AIM OF THE TASK: Starting at the first line of the data below, write out each line exactly until you reach the line containing "Put a dot on every instance of the church", and include that line too.

DATA:
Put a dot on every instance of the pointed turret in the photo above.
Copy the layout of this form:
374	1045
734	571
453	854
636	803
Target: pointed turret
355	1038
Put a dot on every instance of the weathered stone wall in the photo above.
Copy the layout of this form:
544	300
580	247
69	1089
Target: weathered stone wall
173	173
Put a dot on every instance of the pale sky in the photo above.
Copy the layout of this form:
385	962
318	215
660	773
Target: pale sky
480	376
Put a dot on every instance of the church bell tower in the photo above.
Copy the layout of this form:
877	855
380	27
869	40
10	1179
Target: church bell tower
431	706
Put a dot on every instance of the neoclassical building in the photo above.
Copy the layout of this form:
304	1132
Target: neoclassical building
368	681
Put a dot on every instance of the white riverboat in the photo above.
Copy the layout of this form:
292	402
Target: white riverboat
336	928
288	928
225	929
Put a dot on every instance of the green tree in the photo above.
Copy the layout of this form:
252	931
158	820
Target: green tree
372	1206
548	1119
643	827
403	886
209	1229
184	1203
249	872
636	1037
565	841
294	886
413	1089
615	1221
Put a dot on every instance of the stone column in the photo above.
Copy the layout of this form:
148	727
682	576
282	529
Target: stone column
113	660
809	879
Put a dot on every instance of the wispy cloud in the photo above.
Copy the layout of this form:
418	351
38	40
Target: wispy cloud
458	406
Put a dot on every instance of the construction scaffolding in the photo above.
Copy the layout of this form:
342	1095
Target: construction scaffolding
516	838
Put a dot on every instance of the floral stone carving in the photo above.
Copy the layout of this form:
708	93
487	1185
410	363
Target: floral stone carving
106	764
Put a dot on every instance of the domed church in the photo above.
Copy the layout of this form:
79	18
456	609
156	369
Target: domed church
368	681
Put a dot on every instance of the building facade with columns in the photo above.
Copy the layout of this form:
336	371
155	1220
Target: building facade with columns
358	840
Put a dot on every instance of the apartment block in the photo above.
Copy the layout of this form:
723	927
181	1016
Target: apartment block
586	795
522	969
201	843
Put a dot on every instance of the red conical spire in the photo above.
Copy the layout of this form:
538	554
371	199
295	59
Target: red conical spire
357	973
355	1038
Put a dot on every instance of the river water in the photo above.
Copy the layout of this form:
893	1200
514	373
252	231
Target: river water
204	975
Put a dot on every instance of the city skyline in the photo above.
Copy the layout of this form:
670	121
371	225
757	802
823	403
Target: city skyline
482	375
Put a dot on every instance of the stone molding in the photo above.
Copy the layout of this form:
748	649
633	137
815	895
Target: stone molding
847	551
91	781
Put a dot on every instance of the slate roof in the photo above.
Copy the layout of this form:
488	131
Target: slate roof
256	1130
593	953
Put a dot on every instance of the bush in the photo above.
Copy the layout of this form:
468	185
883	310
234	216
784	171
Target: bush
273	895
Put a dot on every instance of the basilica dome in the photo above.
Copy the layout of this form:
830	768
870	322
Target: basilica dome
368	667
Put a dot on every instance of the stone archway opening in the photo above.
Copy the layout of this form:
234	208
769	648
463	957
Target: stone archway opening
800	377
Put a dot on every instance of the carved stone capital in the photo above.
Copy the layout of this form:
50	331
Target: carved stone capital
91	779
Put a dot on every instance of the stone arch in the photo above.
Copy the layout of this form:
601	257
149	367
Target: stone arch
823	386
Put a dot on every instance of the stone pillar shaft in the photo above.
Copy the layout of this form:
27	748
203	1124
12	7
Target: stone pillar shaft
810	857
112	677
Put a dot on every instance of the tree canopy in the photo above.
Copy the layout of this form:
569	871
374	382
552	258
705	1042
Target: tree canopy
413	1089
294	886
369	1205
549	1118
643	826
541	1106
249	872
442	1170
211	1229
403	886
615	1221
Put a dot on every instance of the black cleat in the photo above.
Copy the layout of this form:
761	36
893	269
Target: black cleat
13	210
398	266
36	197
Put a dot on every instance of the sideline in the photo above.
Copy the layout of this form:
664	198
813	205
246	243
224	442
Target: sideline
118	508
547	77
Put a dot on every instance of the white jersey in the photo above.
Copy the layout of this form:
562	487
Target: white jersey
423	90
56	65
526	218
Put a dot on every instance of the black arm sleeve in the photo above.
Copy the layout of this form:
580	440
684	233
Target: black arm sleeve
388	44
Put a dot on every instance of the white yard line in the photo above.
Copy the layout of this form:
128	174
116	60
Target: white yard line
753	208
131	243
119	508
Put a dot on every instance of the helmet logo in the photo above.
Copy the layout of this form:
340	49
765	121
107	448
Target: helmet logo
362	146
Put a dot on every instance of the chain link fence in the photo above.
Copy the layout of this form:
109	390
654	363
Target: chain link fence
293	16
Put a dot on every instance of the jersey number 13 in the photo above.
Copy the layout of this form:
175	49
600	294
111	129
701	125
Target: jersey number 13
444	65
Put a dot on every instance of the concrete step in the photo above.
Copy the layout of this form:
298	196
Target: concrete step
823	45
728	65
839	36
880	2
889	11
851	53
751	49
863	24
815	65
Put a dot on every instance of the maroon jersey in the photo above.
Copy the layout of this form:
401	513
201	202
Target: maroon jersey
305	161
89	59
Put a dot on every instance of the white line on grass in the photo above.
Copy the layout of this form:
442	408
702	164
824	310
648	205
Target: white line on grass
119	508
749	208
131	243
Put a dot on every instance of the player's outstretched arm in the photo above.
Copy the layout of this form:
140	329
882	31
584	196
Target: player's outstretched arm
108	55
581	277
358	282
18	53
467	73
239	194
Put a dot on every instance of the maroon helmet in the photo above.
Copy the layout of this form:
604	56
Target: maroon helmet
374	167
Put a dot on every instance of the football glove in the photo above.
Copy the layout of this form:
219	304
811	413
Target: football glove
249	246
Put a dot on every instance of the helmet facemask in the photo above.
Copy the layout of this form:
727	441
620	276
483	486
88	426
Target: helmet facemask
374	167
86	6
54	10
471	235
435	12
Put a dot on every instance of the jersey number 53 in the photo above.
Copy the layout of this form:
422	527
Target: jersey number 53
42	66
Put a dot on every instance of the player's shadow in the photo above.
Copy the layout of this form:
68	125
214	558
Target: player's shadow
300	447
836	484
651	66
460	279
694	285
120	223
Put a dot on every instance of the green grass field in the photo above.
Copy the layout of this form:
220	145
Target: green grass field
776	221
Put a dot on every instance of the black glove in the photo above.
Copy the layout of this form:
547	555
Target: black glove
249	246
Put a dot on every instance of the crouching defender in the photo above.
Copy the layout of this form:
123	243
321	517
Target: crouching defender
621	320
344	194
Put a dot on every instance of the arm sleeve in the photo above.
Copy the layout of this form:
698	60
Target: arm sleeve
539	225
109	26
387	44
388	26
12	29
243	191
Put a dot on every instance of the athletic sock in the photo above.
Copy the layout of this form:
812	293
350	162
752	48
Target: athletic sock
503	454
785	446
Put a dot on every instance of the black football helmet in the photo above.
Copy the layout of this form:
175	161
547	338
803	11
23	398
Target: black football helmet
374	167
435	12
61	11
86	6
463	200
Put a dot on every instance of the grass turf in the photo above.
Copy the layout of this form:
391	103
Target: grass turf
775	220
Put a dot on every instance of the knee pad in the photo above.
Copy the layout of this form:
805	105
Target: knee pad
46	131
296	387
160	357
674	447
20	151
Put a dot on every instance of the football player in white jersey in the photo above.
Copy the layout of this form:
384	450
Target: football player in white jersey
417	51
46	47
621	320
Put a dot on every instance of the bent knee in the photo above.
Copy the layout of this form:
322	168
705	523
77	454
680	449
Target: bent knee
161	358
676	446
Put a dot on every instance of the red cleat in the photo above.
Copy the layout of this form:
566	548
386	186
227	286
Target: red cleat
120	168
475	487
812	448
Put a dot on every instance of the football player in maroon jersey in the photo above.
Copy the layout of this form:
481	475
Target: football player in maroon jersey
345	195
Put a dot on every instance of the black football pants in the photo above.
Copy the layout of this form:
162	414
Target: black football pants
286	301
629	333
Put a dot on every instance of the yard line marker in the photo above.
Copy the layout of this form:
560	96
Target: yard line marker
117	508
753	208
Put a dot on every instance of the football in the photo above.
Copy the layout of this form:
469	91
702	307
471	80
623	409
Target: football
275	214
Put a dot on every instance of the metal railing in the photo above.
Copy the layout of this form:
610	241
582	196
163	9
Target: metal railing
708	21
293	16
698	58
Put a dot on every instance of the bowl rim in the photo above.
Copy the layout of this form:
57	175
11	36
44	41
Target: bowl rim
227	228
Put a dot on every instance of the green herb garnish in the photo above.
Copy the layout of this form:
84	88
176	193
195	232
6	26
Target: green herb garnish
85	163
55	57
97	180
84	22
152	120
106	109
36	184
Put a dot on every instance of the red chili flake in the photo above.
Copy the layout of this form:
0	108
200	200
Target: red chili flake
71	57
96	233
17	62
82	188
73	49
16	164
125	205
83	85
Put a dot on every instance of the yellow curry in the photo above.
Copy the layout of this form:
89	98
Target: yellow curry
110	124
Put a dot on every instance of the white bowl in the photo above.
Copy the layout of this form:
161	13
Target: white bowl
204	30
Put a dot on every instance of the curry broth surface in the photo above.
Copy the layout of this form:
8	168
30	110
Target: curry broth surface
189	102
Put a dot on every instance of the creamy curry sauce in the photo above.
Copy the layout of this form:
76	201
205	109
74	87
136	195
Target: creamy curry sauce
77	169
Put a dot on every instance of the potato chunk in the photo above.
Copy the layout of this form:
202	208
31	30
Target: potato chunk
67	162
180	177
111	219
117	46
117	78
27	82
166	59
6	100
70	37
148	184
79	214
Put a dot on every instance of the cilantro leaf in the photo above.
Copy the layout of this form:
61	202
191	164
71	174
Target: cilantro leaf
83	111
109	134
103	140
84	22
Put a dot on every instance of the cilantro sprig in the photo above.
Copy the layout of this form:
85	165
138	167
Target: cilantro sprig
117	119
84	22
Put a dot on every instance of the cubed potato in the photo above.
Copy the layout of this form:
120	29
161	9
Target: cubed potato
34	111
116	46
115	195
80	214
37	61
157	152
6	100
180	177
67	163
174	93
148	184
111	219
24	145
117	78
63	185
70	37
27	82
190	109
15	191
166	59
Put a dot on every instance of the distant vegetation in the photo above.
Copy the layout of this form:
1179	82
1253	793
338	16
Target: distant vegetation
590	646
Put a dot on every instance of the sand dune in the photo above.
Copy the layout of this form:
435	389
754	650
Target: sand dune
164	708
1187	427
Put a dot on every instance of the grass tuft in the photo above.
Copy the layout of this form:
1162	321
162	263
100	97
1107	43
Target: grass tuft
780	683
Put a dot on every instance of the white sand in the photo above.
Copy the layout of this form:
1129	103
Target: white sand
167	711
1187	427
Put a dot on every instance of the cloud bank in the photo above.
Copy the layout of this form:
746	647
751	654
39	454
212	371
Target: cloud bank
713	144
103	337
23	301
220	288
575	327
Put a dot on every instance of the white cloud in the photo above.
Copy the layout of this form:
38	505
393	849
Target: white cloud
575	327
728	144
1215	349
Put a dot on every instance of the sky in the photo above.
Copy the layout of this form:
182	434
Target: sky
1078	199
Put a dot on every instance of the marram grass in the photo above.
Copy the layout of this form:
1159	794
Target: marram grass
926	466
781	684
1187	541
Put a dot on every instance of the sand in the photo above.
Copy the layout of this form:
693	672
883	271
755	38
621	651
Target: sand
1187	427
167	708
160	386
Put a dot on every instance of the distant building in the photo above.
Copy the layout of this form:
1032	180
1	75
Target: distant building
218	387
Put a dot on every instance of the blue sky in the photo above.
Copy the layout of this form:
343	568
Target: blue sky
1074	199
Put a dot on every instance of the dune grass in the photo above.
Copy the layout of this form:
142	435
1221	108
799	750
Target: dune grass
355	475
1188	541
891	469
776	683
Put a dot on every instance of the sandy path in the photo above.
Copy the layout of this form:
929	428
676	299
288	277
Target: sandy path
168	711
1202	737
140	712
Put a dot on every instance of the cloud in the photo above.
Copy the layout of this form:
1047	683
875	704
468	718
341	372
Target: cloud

RESULT FOR THIS EXERCISE:
Put a dot on every instance of the pointed turret in the photo above.
Copy the layout of this form:
374	1045
734	571
453	854
636	803
Target: pointed turret
355	1038
Put a dot on every instance of the weathered stone wall in the photo above.
Copy the layout of this form:
544	300
580	247
69	1089
Target: weathered stone wall
173	173
Put a dot on every instance of the pale sky in the photo above.
Copy the layout of this form:
385	962
318	215
660	773
Target: pale sky
480	376
Put a dot on every instance of the church bell tower in the photo above.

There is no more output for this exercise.